--- EXERCISE DATA Enclosed Below ---
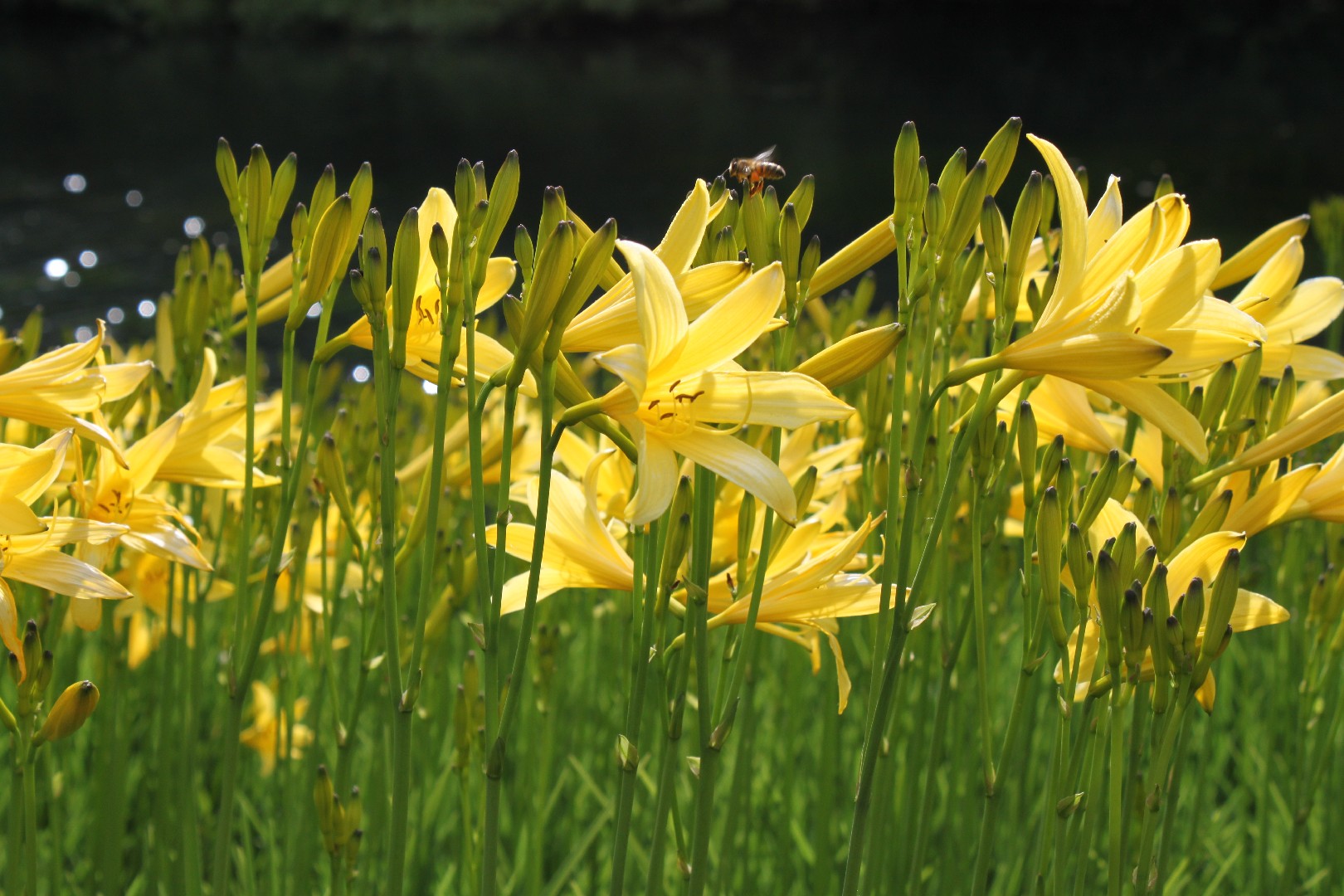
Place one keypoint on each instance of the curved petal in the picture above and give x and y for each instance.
(767, 398)
(1073, 223)
(1159, 409)
(1276, 277)
(686, 231)
(739, 464)
(1309, 308)
(657, 477)
(1174, 284)
(1200, 559)
(732, 325)
(661, 314)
--- End of Enclosed EXERCISE DATA ---
* _WHAT YOU SHOULD DO_
Please reprint the whole listing exactly and omit its pictures.

* _FINISHED TASK_
Place one keypoint on each instance of the curved petal in the picture above and give x and y for each instance.
(767, 398)
(1073, 223)
(1159, 409)
(1276, 277)
(686, 231)
(739, 464)
(1309, 308)
(657, 477)
(1174, 284)
(1200, 559)
(732, 325)
(661, 314)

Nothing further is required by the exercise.